### Brief 1
Write out the passage of the monetary policy remarks word for word, starting at "I am very pleased" and ending at "next five years.".
### Brief 2
According to the monetary policy remarks, why should monetary policy continue to support maximum sustainable employment? Answer in one to three sentences.

### Selected extract
++++++

Thank you, Minister Freeland. Good morning.

I am very pleased to have this opportunity alongside you, Minister, to share with Canadians the renewed monetary policy framework agreed upon by the Government of Canada and the Bank of Canada. This framework lays out our shared objectives for Canada’s monetary policy, while giving the Bank the necessary operational independence to achieve these objectives.

I’d like to briefly highlight the principles that we agreed will guide the Bank’s work over the next five years.

First, the Government and the Bank believe the best way that monetary policy can contribute to the well-being of Canadians is to continue to focus on price stability.

Canadians value low and stable inflation. This point came through loud and clear during our extensive consultations in the lead up to the renewal of this agreement. And I want to thank everyone who took the time to share their views.

Second, the Government and the Bank agree that monetary policy should continue to support maximum sustainable employment—that is, the highest level of employment we can expect to achieve without seeing inflationary pressures.

This is important because few things are more central to the economic and financial well-being of Canadians than having a job. It’s also central to the price stability objective because keeping inflation on target over time requires an economy that is operating at maximum sustainable employment.

Third, and notably, the Government and the Bank agree that well-anchored inflation expectations are critical to achieving both price stability and maximum sustainable employment. So the primary objective of monetary policy is to maintain low and stable inflation over time.

++++++

### Dataset excerpts
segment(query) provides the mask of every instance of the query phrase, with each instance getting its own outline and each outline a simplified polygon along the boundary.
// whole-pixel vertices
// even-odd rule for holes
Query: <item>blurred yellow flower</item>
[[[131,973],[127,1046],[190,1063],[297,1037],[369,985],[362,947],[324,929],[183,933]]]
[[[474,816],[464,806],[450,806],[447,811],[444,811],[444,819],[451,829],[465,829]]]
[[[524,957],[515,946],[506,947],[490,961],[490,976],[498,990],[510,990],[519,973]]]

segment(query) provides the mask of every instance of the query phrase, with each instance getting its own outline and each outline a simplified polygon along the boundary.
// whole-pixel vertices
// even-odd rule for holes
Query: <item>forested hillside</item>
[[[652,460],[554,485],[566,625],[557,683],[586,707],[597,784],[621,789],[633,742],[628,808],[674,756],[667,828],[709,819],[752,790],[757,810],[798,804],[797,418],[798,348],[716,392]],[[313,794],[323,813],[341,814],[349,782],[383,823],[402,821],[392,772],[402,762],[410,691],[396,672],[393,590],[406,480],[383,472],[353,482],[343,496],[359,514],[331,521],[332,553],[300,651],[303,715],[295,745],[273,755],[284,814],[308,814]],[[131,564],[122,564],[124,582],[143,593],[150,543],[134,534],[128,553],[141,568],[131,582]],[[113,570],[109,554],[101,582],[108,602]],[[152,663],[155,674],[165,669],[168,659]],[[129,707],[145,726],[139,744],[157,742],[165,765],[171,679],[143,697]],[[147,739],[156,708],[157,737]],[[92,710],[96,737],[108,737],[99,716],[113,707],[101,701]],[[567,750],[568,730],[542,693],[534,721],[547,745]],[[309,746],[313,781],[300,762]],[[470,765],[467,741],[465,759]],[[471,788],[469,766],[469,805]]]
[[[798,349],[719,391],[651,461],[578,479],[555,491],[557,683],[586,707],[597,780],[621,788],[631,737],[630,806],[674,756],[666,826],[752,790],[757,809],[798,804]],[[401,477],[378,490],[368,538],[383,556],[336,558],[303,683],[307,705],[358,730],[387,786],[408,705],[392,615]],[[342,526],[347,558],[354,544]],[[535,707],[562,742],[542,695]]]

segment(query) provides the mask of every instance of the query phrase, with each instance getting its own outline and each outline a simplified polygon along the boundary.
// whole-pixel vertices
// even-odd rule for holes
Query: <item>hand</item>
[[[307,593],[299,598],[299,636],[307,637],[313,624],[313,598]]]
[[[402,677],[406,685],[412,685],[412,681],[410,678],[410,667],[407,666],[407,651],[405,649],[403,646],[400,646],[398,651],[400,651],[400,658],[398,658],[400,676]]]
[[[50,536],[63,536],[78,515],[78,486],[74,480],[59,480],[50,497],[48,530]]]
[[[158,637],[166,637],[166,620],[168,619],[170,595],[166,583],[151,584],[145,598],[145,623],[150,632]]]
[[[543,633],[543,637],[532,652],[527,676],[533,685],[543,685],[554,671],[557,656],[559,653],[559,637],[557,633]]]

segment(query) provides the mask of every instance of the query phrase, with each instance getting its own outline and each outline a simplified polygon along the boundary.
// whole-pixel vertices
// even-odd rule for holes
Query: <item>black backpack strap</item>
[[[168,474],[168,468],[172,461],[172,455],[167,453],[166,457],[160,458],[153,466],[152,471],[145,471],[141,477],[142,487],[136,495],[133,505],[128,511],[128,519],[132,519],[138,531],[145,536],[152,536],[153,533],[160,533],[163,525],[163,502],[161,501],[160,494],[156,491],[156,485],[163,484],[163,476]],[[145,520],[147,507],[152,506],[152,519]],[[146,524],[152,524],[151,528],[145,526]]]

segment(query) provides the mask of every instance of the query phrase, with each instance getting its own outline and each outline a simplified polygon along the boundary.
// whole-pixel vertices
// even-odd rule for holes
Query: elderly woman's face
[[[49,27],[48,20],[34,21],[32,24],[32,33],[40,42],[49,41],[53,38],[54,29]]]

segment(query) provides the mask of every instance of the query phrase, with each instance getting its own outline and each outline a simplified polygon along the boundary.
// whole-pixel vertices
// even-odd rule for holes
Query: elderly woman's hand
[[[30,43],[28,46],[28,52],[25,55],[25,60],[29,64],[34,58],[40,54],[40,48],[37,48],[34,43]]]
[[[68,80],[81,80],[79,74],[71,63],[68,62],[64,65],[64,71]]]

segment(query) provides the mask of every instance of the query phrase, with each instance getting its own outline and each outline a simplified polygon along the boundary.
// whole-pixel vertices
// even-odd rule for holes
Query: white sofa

++++++

### Exercise response 1
I am very pleased to have this opportunity alongside you, Minister, to share with Canadians the renewed monetary policy framework agreed upon by the Government of Canada and the Bank of Canada. This framework lays out our shared objectives for Canada’s monetary policy, while giving the Bank the necessary operational independence to achieve these objectives.

I’d like to briefly highlight the principles that we agreed will guide the Bank’s work over the next five years.

### Exercise response 2
Few things are more central to the economic and financial well-being of Canadians than having a job. Maximum sustainable employment also matters for price stability, because keeping inflation on target over time requires an economy operating at that level.